→ WHAT YOU HAVE TO DO
Reproduce each line of the material exactly, minus any picture.

★ ★ ★ ★

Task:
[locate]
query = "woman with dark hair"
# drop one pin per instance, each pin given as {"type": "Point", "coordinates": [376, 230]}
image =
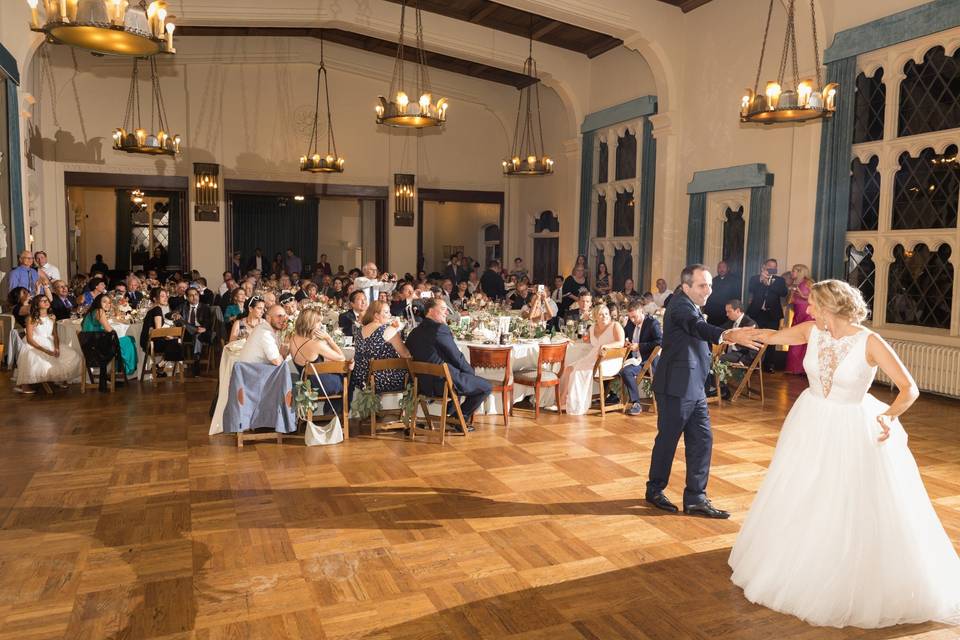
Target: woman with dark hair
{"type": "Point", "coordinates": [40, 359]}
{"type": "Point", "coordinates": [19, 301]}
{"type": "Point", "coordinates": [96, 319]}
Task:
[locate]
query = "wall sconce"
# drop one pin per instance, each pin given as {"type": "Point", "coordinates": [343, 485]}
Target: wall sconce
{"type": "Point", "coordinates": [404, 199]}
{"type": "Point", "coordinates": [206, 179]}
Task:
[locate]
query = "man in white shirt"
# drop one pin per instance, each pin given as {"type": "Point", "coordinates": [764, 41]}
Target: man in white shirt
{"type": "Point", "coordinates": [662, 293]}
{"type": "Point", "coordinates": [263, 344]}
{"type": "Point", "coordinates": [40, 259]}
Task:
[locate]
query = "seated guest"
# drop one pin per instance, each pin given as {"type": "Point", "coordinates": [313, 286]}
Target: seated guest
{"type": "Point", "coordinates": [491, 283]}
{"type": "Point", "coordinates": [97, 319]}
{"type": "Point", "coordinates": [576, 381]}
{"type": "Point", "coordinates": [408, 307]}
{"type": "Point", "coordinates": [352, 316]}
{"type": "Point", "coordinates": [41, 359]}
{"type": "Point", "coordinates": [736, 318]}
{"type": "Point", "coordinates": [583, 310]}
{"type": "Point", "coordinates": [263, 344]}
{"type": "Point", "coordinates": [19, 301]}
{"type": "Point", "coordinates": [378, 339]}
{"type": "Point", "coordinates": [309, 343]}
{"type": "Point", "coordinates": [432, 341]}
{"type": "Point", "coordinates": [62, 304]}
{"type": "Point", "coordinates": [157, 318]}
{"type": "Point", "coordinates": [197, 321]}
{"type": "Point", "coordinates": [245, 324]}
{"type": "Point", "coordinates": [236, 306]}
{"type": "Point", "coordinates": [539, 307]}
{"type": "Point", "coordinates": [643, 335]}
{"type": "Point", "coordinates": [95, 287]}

★ ★ ★ ★

→ COMPLETED TASK
Task:
[locate]
query = "woman with dark hair"
# drop one pin per instance, each pin given as {"type": "Point", "coordinates": [376, 230]}
image =
Target: woman with dark hair
{"type": "Point", "coordinates": [40, 359]}
{"type": "Point", "coordinates": [19, 301]}
{"type": "Point", "coordinates": [96, 319]}
Task:
[locate]
query = "wall sconce"
# drop one pin per instance, each pin given as {"type": "Point", "coordinates": [343, 485]}
Target: wall sconce
{"type": "Point", "coordinates": [404, 199]}
{"type": "Point", "coordinates": [206, 179]}
Task:
[locate]
query = "man in white shirt"
# drop one pin per instance, each pin given as {"type": "Point", "coordinates": [764, 41]}
Target: man in white shirt
{"type": "Point", "coordinates": [662, 293]}
{"type": "Point", "coordinates": [263, 344]}
{"type": "Point", "coordinates": [40, 259]}
Task:
[locate]
query = "seated guest"
# drop one pin per instance, each pin given as {"type": "Point", "coordinates": [313, 286]}
Target: seated guest
{"type": "Point", "coordinates": [491, 283]}
{"type": "Point", "coordinates": [97, 319]}
{"type": "Point", "coordinates": [576, 381]}
{"type": "Point", "coordinates": [408, 307]}
{"type": "Point", "coordinates": [352, 316]}
{"type": "Point", "coordinates": [41, 359]}
{"type": "Point", "coordinates": [736, 318]}
{"type": "Point", "coordinates": [583, 310]}
{"type": "Point", "coordinates": [263, 344]}
{"type": "Point", "coordinates": [19, 301]}
{"type": "Point", "coordinates": [378, 339]}
{"type": "Point", "coordinates": [309, 343]}
{"type": "Point", "coordinates": [432, 341]}
{"type": "Point", "coordinates": [62, 304]}
{"type": "Point", "coordinates": [157, 318]}
{"type": "Point", "coordinates": [197, 321]}
{"type": "Point", "coordinates": [245, 324]}
{"type": "Point", "coordinates": [236, 306]}
{"type": "Point", "coordinates": [539, 307]}
{"type": "Point", "coordinates": [643, 335]}
{"type": "Point", "coordinates": [95, 287]}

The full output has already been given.